___ TEXT
This post contains original content by me and is sponsored by La Cucina Italiana

When most Americans think of gnocchi, they think of those soft little cushions of dough made with flour, potatoes and eggs and served with a tomato or pesto sauce. But there’s an entirely different type of gnocchi made with semolina flour called gnocchi alla Romana.

As you can guess, it’s a Roman dish that is served in a casserole hot from the oven, golden and crunchy on top. Talk about comfort food — these just melt in your mouth. They make a great primo piatto, or first course, but I frequently serve them as a starchy side dish with a roast, or even some meatballs or braciole. I decided to give the traditional gnocchi alla Romana a little twist and added some small cubes of roasted butternut squash. But they’re equally delicious without the squash if you prefer them plain.

Detailed instructions are in the recipe below, but you start by mixing the semolina flour with milk and butter until it’s very stiff. Many people recommend warming the milk first, but in my experience, you’re less likely to get lumps if you start out with cold milk. Keep stirring so it doesn’t burn on the bottom, and when it’s thick enough to hold a wooden spoon upright, you’re there.
______
___ INFORMATION SHOWN
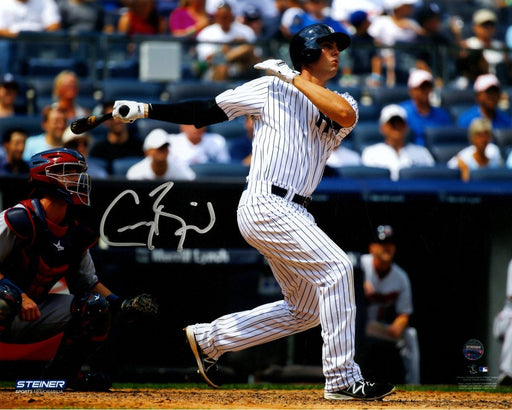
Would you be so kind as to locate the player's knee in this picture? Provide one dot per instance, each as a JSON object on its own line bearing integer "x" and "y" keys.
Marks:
{"x": 10, "y": 304}
{"x": 92, "y": 316}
______
Can you return the entire gnocchi text, word for word? These lines come from a separate source and have no connection to the gnocchi text.

This post contains original content by me and is sponsored by La Cucina Italiana

When most Americans think of gnocchi, they think of those soft little cushions of dough made with flour, potatoes and eggs and served with a tomato or pesto sauce. But there’s an entirely different type of gnocchi made with semolina flour called gnocchi alla Romana.

As you can guess, it’s a Roman dish that is served in a casserole hot from the oven, golden and crunchy on top. Talk about comfort food — these just melt in your mouth. They make a great primo piatto, or first course, but I frequently serve them as a starchy side dish with a roast, or even some meatballs or braciole. I decided to give the traditional gnocchi alla Romana a little twist and added some small cubes of roasted butternut squash. But they’re equally delicious without the squash if you prefer them plain.

Detailed instructions are in the recipe below, but you start by mixing the semolina flour with milk and butter until it’s very stiff. Many people recommend warming the milk first, but in my experience, you’re less likely to get lumps if you start out with cold milk. Keep stirring so it doesn’t burn on the bottom, and when it’s thick enough to hold a wooden spoon upright, you’re there.